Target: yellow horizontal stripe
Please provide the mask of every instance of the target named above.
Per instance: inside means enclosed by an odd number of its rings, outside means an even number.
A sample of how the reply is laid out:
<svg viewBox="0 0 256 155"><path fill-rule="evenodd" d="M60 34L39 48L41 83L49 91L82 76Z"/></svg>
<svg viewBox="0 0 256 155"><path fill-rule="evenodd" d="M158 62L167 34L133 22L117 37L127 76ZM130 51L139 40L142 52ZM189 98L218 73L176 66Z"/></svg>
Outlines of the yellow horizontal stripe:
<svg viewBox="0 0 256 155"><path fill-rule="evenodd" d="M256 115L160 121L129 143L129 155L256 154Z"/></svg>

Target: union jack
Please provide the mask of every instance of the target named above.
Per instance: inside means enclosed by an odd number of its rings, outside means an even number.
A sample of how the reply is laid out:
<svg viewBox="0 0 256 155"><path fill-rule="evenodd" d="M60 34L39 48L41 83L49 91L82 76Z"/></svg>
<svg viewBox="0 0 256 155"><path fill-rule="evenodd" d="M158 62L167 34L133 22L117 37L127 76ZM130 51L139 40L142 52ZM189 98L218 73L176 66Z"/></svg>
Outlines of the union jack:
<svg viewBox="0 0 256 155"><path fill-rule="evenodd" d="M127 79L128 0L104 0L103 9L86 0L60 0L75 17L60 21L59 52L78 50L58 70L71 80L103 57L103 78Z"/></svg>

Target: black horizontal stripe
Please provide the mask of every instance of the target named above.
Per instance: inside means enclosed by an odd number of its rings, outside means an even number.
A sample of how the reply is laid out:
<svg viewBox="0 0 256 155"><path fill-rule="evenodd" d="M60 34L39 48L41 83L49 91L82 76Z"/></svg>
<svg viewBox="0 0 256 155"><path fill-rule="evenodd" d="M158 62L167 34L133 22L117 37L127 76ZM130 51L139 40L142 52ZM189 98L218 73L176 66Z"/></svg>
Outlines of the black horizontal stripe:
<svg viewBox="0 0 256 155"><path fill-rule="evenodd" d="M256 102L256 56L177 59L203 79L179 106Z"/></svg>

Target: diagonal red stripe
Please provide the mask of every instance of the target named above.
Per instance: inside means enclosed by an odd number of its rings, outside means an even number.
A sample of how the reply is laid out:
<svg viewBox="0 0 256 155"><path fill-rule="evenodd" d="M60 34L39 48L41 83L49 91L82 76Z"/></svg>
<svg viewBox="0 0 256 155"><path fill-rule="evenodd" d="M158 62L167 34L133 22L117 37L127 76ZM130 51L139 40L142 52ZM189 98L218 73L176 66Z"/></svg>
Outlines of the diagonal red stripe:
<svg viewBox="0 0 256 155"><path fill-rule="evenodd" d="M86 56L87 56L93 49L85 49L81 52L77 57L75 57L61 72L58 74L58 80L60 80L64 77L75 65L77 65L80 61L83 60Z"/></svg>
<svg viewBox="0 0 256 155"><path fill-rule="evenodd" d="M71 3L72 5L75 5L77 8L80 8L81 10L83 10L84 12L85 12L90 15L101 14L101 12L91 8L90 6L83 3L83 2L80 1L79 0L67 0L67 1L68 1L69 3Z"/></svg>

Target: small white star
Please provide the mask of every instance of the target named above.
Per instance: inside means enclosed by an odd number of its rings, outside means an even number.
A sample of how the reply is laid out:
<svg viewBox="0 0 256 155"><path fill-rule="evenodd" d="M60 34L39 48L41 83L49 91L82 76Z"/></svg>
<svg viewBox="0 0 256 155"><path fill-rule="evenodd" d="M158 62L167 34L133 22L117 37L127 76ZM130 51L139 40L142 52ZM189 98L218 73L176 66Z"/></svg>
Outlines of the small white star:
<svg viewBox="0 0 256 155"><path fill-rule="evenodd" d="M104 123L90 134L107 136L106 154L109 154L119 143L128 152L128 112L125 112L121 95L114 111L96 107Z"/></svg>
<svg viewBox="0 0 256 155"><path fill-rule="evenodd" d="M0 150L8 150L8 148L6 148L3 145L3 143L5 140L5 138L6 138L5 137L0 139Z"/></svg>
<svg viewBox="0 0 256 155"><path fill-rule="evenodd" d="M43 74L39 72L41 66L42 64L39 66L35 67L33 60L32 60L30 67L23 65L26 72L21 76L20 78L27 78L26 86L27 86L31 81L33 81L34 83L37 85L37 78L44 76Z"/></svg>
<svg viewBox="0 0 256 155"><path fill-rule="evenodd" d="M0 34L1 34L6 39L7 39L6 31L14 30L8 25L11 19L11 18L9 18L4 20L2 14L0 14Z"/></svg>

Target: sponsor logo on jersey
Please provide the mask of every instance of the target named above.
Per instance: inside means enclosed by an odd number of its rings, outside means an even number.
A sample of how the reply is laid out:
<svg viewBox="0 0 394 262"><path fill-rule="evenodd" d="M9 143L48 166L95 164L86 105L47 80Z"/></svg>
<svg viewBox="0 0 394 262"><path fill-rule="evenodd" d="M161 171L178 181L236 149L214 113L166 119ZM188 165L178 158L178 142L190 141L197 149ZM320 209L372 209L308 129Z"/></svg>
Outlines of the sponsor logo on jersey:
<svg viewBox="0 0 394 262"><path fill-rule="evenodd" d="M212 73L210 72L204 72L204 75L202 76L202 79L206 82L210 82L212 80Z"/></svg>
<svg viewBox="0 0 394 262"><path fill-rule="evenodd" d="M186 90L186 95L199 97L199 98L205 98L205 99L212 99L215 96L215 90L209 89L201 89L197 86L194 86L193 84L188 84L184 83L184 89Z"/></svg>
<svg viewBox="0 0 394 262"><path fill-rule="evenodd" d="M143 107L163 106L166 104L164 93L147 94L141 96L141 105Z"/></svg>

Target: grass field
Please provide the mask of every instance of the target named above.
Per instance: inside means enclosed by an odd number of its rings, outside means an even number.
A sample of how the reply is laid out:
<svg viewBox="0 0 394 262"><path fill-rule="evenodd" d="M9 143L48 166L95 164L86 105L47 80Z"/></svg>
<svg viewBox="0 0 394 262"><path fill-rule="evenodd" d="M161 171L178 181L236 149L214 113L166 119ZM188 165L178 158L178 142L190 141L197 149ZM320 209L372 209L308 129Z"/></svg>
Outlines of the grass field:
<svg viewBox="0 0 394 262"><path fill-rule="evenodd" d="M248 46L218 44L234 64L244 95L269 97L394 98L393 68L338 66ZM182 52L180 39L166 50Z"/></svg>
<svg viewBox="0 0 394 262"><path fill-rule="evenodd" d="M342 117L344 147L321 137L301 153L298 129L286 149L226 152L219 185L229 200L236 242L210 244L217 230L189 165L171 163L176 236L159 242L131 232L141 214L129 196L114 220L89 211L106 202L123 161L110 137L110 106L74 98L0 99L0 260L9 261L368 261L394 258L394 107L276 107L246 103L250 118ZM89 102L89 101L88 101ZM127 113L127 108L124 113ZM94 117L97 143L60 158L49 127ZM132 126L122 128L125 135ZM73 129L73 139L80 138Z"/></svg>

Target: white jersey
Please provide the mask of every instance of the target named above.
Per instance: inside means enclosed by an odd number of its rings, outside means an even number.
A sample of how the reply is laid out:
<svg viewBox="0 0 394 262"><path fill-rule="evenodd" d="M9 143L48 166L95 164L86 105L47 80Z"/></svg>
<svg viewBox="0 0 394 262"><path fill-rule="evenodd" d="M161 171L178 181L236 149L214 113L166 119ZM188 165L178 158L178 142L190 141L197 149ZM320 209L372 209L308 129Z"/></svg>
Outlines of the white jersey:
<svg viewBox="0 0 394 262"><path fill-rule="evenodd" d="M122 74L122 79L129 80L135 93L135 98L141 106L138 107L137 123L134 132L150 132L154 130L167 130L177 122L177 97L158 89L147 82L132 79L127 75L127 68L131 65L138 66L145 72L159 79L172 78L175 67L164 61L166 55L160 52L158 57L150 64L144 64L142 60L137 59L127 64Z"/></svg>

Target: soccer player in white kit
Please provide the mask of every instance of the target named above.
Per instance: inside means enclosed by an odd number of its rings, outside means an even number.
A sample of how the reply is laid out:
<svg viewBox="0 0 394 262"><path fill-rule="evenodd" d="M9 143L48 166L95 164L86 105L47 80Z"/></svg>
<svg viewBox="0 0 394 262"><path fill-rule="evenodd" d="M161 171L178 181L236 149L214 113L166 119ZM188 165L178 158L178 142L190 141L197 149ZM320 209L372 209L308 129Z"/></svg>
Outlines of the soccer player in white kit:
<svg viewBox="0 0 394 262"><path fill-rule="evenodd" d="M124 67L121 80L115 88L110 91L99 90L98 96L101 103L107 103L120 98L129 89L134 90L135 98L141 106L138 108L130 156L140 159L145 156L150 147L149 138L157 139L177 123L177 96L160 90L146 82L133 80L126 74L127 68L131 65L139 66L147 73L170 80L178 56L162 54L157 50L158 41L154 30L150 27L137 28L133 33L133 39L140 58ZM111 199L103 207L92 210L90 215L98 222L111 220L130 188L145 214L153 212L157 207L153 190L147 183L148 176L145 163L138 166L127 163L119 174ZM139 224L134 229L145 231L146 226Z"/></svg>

*AIM:* Return the lines starting at the one that contains "Target: union jack" and ending at the one that contains "79L128 0L104 0L103", reproduced verbatim.

*FINAL RESULT:*
Target: union jack
Please provide the mask of every instance of the target named above.
Per instance: inside means enclosed by an odd number of its rings, outside means an even number.
A sample of how the reply is laid out:
<svg viewBox="0 0 256 155"><path fill-rule="evenodd" d="M60 34L39 48L41 83L49 91L82 76Z"/></svg>
<svg viewBox="0 0 256 155"><path fill-rule="evenodd" d="M158 62L167 34L133 22L117 37L127 76ZM130 51L139 40L142 52ZM189 98L218 73L176 66Z"/></svg>
Outlines of the union jack:
<svg viewBox="0 0 256 155"><path fill-rule="evenodd" d="M127 79L128 0L104 0L103 9L86 0L60 0L75 17L60 21L59 52L78 50L58 70L71 80L103 57L103 78Z"/></svg>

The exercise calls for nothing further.